Start of EXCERPTED DATA

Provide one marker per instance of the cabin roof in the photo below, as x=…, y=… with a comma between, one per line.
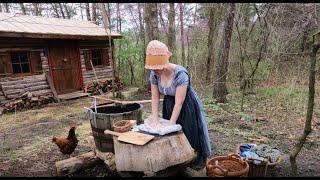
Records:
x=17, y=25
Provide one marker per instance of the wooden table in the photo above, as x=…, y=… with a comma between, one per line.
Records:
x=161, y=153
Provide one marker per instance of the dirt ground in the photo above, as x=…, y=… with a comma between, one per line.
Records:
x=27, y=150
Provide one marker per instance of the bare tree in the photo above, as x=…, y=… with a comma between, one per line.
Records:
x=171, y=32
x=163, y=25
x=107, y=26
x=220, y=86
x=88, y=12
x=6, y=5
x=183, y=55
x=94, y=13
x=212, y=28
x=36, y=9
x=307, y=126
x=23, y=9
x=151, y=20
x=67, y=10
x=55, y=9
x=61, y=10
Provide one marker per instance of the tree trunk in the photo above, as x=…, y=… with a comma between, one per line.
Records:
x=183, y=55
x=171, y=33
x=143, y=38
x=163, y=25
x=109, y=15
x=152, y=21
x=94, y=13
x=88, y=12
x=220, y=86
x=188, y=50
x=118, y=17
x=307, y=126
x=195, y=15
x=107, y=26
x=142, y=35
x=6, y=5
x=55, y=9
x=23, y=9
x=67, y=11
x=80, y=5
x=210, y=58
x=36, y=9
x=61, y=10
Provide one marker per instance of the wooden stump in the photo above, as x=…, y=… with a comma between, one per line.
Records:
x=74, y=164
x=159, y=154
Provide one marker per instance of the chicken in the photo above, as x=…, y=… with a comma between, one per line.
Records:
x=67, y=145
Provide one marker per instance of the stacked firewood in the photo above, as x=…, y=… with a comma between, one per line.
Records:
x=25, y=101
x=104, y=85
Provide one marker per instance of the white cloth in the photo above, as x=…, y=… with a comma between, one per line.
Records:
x=168, y=128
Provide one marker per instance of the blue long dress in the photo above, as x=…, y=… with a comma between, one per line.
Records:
x=192, y=116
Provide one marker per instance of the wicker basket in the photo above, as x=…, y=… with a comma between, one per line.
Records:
x=225, y=166
x=122, y=126
x=258, y=169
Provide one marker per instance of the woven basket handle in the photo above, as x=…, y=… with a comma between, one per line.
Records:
x=235, y=156
x=224, y=171
x=254, y=159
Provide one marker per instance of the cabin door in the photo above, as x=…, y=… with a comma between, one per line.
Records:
x=65, y=65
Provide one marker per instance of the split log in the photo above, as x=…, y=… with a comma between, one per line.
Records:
x=175, y=149
x=24, y=80
x=74, y=164
x=22, y=86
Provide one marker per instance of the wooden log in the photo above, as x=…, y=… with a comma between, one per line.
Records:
x=150, y=158
x=22, y=80
x=108, y=159
x=36, y=93
x=21, y=86
x=124, y=102
x=30, y=89
x=74, y=164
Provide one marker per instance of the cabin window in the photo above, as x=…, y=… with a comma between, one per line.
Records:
x=35, y=60
x=20, y=62
x=95, y=55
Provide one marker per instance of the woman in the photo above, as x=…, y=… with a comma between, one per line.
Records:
x=181, y=104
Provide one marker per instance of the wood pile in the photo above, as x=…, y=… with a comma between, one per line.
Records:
x=105, y=85
x=15, y=87
x=25, y=101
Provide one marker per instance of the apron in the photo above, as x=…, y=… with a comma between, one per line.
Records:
x=191, y=118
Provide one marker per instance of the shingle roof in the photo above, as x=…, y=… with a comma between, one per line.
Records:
x=17, y=25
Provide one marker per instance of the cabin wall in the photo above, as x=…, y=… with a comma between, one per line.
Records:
x=102, y=73
x=12, y=86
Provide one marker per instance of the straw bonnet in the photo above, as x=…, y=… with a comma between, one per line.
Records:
x=157, y=55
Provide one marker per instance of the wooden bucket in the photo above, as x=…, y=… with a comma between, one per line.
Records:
x=104, y=119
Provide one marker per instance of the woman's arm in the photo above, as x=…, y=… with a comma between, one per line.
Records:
x=181, y=92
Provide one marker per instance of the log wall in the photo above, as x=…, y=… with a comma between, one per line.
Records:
x=101, y=72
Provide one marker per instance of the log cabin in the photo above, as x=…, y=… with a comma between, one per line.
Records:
x=51, y=56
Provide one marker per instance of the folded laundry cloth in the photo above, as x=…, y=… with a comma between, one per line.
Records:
x=246, y=147
x=168, y=128
x=268, y=152
x=249, y=154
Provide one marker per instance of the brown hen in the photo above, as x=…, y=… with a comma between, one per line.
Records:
x=67, y=145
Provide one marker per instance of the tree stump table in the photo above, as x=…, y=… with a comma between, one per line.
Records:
x=160, y=154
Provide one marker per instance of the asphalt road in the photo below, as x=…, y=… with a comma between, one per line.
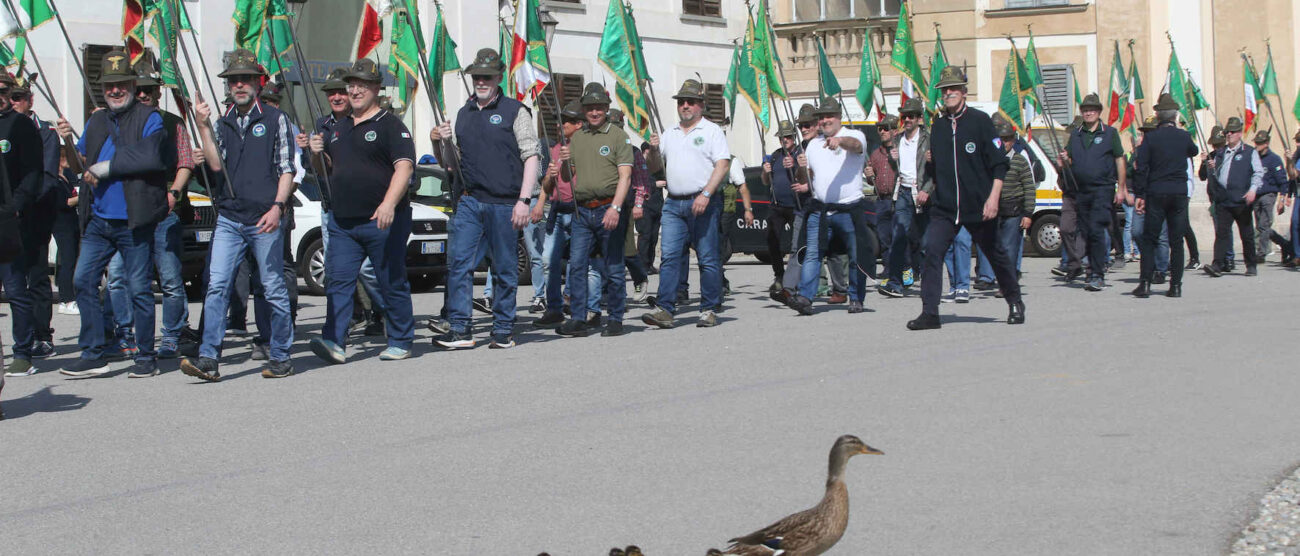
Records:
x=1106, y=425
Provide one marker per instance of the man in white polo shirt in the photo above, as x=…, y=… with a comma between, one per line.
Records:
x=696, y=160
x=836, y=159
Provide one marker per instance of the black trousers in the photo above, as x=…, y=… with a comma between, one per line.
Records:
x=1093, y=207
x=1223, y=218
x=778, y=217
x=1161, y=209
x=939, y=237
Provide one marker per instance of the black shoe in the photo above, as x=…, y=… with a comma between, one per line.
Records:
x=203, y=368
x=572, y=328
x=550, y=320
x=1015, y=316
x=277, y=369
x=924, y=322
x=612, y=329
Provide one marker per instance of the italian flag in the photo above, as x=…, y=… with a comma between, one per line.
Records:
x=368, y=31
x=1252, y=94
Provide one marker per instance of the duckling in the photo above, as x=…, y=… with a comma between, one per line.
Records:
x=813, y=530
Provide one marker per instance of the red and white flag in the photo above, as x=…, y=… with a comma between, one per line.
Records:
x=368, y=31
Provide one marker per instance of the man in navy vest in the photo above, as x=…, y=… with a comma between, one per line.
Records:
x=498, y=168
x=128, y=155
x=252, y=146
x=1162, y=187
x=1096, y=159
x=369, y=157
x=1238, y=177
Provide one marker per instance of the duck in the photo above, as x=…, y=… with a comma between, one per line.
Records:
x=814, y=530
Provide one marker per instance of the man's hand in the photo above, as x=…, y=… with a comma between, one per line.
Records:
x=317, y=143
x=611, y=218
x=441, y=131
x=382, y=216
x=269, y=221
x=700, y=204
x=520, y=216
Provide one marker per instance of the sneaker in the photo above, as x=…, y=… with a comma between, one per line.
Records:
x=42, y=350
x=278, y=369
x=20, y=368
x=168, y=348
x=259, y=352
x=202, y=368
x=550, y=320
x=612, y=329
x=85, y=368
x=659, y=317
x=572, y=328
x=394, y=353
x=454, y=341
x=143, y=369
x=438, y=326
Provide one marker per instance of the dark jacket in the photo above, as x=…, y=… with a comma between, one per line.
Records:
x=1160, y=166
x=965, y=163
x=139, y=163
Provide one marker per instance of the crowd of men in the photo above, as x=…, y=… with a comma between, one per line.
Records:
x=594, y=203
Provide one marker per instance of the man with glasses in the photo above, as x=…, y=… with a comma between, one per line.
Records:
x=1238, y=177
x=696, y=161
x=128, y=155
x=252, y=146
x=969, y=169
x=499, y=155
x=21, y=151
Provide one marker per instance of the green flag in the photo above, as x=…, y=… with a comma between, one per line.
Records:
x=442, y=59
x=936, y=66
x=765, y=52
x=616, y=55
x=904, y=57
x=1269, y=83
x=869, y=78
x=827, y=83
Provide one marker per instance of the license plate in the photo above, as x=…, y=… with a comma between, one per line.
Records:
x=433, y=247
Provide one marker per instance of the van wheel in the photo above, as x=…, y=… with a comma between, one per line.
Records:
x=1045, y=235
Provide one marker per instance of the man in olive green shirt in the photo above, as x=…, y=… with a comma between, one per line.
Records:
x=602, y=174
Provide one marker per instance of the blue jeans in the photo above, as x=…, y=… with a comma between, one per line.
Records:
x=167, y=260
x=840, y=225
x=553, y=253
x=368, y=281
x=905, y=208
x=356, y=239
x=958, y=260
x=588, y=233
x=229, y=242
x=679, y=230
x=103, y=239
x=477, y=224
x=1010, y=239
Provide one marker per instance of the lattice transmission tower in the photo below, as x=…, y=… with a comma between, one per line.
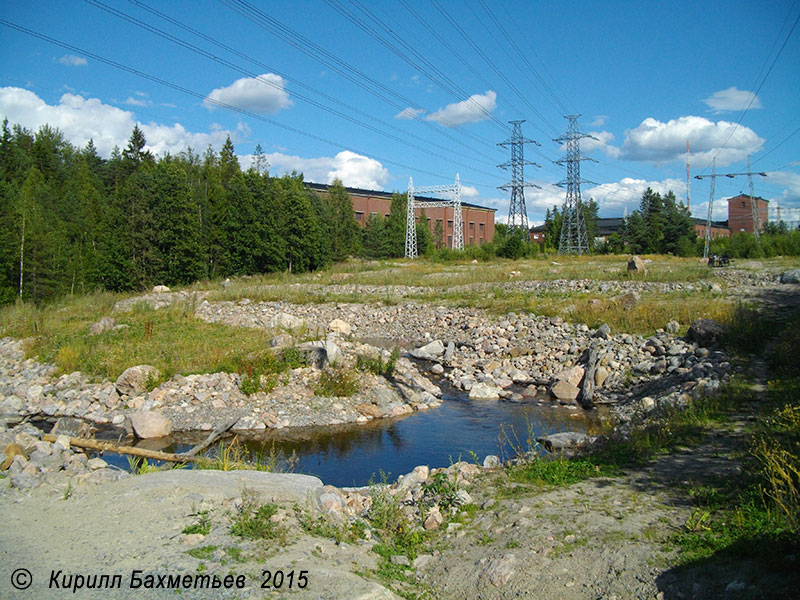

End of EXCERPTED DATA

PROBLEM TO WORK ON: From the listing, copy every line where the string "table" appears.

SOLUTION TO THE EXERCISE:
Provide one marker per instance of the wooden table in the photo above, as x=…, y=… with a comma between, one per line.
Provide one marker per instance of the tree stump table in the photo above, as x=…, y=… with a comma between, one per line.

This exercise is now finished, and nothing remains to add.